*FRAGMENTO DEL DOCUMENTO*

((

Jóvenes, mayores. Estudiantes y trabajadores. Mujeres y hombres. Ricos y pobres. Activistas y apolíticos. Tras el sonado fraude electoral del domingo y la violencia policial con que ha reprimido el presidente Lukashenka las protestas por la democracia, el grueso de la sociedad bielorrusa ha perdido el miedo y ya usa todos los recursos a su disposición para pedir cambio.
La
'generación Lukashenka', aquélla que sólo ha conocido la Bielorrusia gobernada por el dictador, pone sus cuerpos y alza su voz. Entre el domingo y el jueves, fueron afortunados los que volvían a casa ilesos; pero muchos acabaron en centros de detención donde las fuerzas de seguridad les apalearon hasta sangrar, les desnudaron y les llegaron a amenazar con
violaciones en grupo especialmente a las chicas. "Espero que ya no necesitéis ninguna revolución", les dijeron a un grupo de detenidos tras las palizas y torturas.
Conocemos estos detalles gracias al trabajo de periodistas locales que esta semana trabajan sin descanso para contarle al mundo, sorteando los cortes de Internet, lo que sucede en Bielorrusia. Traducen, por ejemplo, los testimonios de varios de los jóvenes que fueron liberados en la noche del jueves, tras días de hacinamiento y
vejaciones. Algunos caminaban con dificultad al salir de prisión y
mostraban las marcas que ponen color a los gritos de dolor que los vecinos de las inmediaciones llevan días escuchando y que han sido
captados por varias cámaras.
[Recibe los análisis de más actualidad en tu correo electrónico o en tu teléfono a través de nuestro canal de Telegram]
Y mientras los periodistas narraban lo sufrido por los manifestantes, los ciudadanos de a pie (
aquellos que no se meten en polític
a, para entendernos) acudían con sus coches a las prisiones para trasladar gratis a sus casas a quienes Lukashenka decidía ir liberando para aliviar la presión que se vivía frente a ellas, con padres y madres apostándose a las puertas
exigiendo conocer el paradero de sus hijos. Muchas mujeres, por su parte, marchaban por las calles vestidas de blanco y con rosas en la mano pidiendo lo mismo. Y otros simplemente llevaban comida y agua a los que formaban cadenas humanas contra la represión.
Si bien ya antes hubo protestas en Bielorrusia, es la magnitud de las de estos días sin precedentes lo que ha atraído la atención de los medios internacionales. Estos han pasado de preguntarse si será Bielorrusia "la próxima Crimea" (por aquello de la anexión rusa) a si por el contrario será "la próxima Ucrania" (por las movilizaciones del Maidán). Pero lo cierto es que Bielorrusia ha sido y es un caso único que bien merece empezar a ser analizado de manera independiente. Así, las preguntas que cabe formularse son: ¿Cómo, tras 26 años de totalitarismo sin fisuras severas, ha podido la situación írsele de las manos a Lukashenka en sólo unas semanas? ¿Y cómo, también, ha logrado la oposición unir a la ciudadanía y lograr una movilización social nunca vista en el país?

))

*TAREA SOLICITADA 1*
Responde a estas preguntas según el fragmento sobre las protestas en Bielorrusia:
(a) ¿Qué les dijeron a un grupo de detenidos tras las palizas y torturas?
(b) ¿Cómo iban vestidas las mujeres que marchaban por las calles?
(c) ¿Cuántos años de totalitarismo se mencionan?
*TAREA SOLICITADA 2*
Escribe la parte siguiente del fragmento sobre las protestas en Bielorrusia, empezando justo después de su última pregunta.

*Descripciones de regiones en lenguaje natural*
((

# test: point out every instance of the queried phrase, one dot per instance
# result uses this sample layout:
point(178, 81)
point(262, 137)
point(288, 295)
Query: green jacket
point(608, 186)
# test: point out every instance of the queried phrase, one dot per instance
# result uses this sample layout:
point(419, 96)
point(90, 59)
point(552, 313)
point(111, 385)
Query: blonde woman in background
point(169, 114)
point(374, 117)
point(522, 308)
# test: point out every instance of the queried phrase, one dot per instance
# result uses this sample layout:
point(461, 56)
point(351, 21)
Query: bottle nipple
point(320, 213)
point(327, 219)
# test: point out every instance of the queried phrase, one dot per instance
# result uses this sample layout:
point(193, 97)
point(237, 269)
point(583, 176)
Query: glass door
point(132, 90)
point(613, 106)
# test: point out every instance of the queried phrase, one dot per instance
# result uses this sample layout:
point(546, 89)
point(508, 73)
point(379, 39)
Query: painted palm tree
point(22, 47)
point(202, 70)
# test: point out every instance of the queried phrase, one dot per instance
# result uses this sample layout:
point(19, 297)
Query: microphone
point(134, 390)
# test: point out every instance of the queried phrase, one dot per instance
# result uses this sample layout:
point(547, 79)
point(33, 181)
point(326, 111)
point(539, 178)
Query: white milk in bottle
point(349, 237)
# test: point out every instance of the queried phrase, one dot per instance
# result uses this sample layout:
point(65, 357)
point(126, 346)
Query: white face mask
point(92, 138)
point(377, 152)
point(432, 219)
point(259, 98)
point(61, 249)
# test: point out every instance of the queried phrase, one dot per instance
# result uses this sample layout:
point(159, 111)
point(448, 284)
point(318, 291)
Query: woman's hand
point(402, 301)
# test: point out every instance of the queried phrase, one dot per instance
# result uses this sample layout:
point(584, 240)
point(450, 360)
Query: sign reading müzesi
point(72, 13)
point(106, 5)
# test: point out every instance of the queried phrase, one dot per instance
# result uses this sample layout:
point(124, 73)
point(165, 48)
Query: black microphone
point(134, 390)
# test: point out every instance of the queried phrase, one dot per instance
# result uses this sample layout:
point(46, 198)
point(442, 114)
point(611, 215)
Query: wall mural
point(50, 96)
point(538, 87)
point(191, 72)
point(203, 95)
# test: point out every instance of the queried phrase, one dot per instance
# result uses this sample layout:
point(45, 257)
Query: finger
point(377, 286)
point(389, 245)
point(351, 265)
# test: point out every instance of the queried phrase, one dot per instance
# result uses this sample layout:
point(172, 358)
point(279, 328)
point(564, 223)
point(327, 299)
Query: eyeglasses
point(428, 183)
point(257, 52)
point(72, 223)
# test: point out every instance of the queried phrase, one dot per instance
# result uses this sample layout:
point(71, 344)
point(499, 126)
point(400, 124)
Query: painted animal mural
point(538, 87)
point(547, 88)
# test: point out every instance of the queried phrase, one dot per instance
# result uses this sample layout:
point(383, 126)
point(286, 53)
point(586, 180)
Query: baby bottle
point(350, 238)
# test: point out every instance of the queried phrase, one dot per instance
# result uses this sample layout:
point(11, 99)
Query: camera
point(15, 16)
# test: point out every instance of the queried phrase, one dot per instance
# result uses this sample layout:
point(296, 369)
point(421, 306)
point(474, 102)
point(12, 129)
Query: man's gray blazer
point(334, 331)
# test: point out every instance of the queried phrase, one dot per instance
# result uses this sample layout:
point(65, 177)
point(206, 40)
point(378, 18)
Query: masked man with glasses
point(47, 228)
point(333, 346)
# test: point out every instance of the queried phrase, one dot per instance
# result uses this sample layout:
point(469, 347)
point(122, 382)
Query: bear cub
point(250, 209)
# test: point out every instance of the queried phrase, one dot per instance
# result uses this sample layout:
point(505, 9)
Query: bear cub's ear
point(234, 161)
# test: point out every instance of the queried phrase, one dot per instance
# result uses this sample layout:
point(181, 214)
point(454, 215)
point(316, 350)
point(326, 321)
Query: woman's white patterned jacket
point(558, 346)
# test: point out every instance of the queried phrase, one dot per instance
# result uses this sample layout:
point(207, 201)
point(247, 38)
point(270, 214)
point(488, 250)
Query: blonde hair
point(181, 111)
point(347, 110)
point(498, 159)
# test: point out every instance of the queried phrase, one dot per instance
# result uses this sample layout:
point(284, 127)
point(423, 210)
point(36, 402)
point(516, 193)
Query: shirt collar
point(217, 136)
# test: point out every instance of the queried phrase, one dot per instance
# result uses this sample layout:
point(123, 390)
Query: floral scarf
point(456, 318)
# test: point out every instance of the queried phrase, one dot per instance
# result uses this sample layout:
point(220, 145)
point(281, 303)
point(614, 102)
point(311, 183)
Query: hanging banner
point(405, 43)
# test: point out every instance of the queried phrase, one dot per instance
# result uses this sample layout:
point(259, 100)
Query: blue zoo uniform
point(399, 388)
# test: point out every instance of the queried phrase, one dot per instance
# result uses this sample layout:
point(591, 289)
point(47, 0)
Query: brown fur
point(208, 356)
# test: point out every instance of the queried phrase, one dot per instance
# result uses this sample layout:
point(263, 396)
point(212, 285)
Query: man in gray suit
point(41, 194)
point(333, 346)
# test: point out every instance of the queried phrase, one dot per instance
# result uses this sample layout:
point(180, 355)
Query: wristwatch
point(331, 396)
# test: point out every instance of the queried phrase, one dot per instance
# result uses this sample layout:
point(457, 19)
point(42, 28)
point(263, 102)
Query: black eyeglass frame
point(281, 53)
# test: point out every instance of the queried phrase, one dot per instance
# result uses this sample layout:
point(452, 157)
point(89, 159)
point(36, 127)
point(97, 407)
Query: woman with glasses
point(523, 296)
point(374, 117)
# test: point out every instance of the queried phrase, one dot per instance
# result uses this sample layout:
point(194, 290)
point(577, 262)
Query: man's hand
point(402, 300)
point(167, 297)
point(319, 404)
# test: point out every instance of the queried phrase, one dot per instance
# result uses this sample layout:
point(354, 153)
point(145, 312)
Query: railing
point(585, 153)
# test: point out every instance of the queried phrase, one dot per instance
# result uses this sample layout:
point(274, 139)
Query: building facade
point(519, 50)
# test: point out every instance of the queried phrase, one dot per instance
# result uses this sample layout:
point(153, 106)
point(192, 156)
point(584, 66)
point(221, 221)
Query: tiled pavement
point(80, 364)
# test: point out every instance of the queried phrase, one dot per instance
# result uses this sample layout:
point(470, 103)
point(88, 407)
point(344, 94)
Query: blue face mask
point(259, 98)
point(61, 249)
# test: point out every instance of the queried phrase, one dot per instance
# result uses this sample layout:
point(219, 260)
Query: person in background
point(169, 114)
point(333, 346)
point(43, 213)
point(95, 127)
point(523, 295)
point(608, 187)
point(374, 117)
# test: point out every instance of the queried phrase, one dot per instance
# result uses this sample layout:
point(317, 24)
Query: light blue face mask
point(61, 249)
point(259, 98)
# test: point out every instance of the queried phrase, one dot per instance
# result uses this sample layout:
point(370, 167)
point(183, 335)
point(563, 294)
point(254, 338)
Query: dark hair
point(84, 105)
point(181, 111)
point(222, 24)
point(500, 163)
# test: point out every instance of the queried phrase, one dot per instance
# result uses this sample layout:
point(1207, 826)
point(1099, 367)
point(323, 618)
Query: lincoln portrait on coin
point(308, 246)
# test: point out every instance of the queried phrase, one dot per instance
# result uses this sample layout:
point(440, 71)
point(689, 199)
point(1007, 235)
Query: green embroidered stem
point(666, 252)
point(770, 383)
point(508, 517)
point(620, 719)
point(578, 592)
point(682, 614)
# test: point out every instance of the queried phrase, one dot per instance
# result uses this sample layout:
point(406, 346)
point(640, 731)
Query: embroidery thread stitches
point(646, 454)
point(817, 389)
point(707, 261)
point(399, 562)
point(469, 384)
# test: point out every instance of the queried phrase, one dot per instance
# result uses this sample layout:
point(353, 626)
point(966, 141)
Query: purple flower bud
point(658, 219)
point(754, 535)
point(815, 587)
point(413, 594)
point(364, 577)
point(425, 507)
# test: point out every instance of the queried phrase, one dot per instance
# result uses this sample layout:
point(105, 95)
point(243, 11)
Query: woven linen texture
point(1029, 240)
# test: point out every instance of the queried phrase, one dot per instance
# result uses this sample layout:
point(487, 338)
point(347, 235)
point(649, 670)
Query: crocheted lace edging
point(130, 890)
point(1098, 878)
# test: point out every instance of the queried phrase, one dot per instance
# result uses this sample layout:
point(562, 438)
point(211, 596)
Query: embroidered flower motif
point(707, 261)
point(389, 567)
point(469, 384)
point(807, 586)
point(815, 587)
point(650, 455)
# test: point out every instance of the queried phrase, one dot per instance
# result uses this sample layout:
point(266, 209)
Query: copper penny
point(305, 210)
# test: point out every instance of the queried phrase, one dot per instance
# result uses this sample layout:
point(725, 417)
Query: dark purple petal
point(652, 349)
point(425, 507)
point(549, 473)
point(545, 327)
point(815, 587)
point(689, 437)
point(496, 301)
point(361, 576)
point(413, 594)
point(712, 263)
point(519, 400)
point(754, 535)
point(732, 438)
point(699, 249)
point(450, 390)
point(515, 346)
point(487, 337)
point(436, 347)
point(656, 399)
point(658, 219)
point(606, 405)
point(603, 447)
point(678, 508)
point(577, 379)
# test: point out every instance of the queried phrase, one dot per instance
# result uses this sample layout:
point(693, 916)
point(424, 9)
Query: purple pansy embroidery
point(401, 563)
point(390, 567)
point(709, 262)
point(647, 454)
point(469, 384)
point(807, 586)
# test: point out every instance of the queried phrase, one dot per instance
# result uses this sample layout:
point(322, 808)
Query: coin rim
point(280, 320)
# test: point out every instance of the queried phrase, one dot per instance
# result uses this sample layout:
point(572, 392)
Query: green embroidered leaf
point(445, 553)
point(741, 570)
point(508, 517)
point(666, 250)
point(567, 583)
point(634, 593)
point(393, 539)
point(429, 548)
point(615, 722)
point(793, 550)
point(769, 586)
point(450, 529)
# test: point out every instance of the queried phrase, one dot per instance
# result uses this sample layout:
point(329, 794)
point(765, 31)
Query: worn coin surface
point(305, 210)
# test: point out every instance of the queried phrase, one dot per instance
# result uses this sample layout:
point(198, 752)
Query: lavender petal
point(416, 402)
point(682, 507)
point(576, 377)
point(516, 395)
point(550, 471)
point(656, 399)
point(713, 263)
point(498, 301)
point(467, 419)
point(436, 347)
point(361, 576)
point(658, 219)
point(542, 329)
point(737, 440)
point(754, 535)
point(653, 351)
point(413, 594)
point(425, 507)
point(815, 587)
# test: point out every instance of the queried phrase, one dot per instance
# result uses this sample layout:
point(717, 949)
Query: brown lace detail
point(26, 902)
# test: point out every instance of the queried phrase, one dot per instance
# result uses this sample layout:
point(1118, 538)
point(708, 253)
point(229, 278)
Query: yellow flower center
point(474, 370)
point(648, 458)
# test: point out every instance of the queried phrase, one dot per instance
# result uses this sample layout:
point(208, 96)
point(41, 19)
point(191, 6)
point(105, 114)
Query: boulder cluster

))

*RESULTADO DEL EJERCICIO 1*
(a) "Espero que ya no necesitéis ninguna revolución".
(b) De blanco y con rosas en la mano.
(c) 26 años.

*RESULTADO DEL EJERCICIO 2*
El descontento no ha surgido de la noche a la mañana ni se debe solamente a la degradación de la situación económica. Quizás siempre estuvo ahí, pero el reto para los activistas bielorrusos ha sido canalizarlo de manera que pueda llegar a traer cambios y no quede en meras protestas post-electorales circunscritas a la capital y un par de ciudades más, como ya pasó en 2010.
Hace tan solo un año, ni siquiera los más convencidos hubieran pensado que la
"autoestima cívica", como lo ha definido el investigador Kurt Bassuener, podía crecer tan rápido. Para sorpresa de propios y extraños, las protestas se han extendido a la sociedad en su conjunto y a la totalidad del país. Ya no se trata sólo de un puñado de activistas contra Lukashenka, sino de Lukashenka perdiendo Bielorrusia. La sensación que reina entre la ciudadanía se resume en ocho palabras: "No puedo creer que finalmente estemos haciendo esto".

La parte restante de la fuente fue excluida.